**Polecenie 1:**
Odpowiedz krótko na pytania do fragmentu dyskusji.
(a) Jakie dwie cechy przypisano tatarowi i flakom w pierwszym zdaniu?
(b) Jakim jednym słowem odpowiedziano na prośbę „Spróbuj szczerze napisać mi o co ci chodzi”?
(c) Po czym według ostatniego zdania poznaje się profesjonalistę?
**Polecenie 2:** Wznów fragment dyskusji od miejsca, w którym się kończy, dopisując kolejną wypowiedź w tym samym stylu.

**Podany fragment:**
★ ★ ★ ★

Tatar i flaki bywają smaczne, chociaż są nieładne.


>>>> BTW pierwszy raz u Ciebie widzę małą mściwość i potrzebę
>>>> współzawodnictwa.
>>>
>>> Pokaż mi palcem gdzie to widzisz.
>>
>>
>> O tutaj (paluszek wskazany).
> Odnoszę wrażenie , że jakiaś moja wypowiedz uraziła Cię choć nie było to
> moim zamiarem. Spróbuj szczerze napisać mi o co ci chodzi.

Całokształt. Dlatego Cię Chiron gnębi :)
IMO wyrwało ci się się coś. Masz gębę przypisaną.



>>>>>> Profesjonalistę poznaje się po tym, kiedy czyta informacje, a nie
>>>>>> ogląda.

★ ★ ★ ★

**Fragmenty danych:**
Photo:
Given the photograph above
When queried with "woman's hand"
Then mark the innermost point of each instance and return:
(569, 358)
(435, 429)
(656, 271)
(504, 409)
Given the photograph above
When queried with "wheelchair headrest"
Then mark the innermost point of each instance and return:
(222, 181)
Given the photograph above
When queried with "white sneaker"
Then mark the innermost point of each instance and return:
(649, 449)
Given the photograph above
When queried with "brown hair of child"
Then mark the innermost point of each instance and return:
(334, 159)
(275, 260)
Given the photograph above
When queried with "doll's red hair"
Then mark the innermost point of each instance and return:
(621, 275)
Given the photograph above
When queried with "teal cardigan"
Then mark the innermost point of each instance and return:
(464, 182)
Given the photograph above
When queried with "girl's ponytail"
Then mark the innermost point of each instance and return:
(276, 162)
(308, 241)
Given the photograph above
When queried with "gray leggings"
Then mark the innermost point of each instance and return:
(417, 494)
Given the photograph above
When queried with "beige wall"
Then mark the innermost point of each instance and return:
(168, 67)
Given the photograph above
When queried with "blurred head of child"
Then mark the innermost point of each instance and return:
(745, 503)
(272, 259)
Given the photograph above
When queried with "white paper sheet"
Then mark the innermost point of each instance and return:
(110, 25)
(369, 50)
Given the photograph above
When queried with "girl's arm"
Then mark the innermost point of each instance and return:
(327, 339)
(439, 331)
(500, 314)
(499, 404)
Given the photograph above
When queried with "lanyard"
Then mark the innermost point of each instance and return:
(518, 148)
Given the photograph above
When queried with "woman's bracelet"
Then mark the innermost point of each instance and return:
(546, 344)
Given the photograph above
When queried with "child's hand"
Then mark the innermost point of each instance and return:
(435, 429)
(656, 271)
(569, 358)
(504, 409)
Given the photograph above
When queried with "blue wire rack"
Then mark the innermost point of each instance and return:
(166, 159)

★ ★ ★ ★

**Odpowiedź pisemna 1:**
(a) Bywają smaczne, chociaż są nieładne.
(b) „Całokształt”.
(c) Po tym, że czyta informacje, a nie ogląda.

**Odpowiedź pisemna 2:**
>
>>>>> Nie interesują mnie specjalnie tematy w których czuję się
>>>>> profesjonalistą. W poruszanym akurat czuję się 'średnio'. Nawiasem,
>>>>> sądzę, że profesjonalistę poznaje się po czym innym niz napisałaś.
> (A)
>> Najwidoczniej czujesz się dobrze tylko w swoim temacie.
>
>
>>>
>>>> Masz tendencję do moralizatorstwa, może spróbujmy pogadać o temacie,
>>>> w którym jesteś płotką, ciekawe doświadczenie.
>>>
>>>
>>> W świetle niektórych co bardziej "pobożnych" poglądów ja w tym wątku
>>> raczej "demoralizuję" niż "moralizuję".
>>
>>
> (B)
>> Brzmisz, jak najwyższy.
>>
>>
>>>>>> Komu, jak komu ale Tobie się dziwię, że nie potrafisz rozróżnisz
>>>>>> profesjonalizmu od skuteczności działania. Czy ładna pielęgniarka
>>>>>> jest lepsza od nieładnej?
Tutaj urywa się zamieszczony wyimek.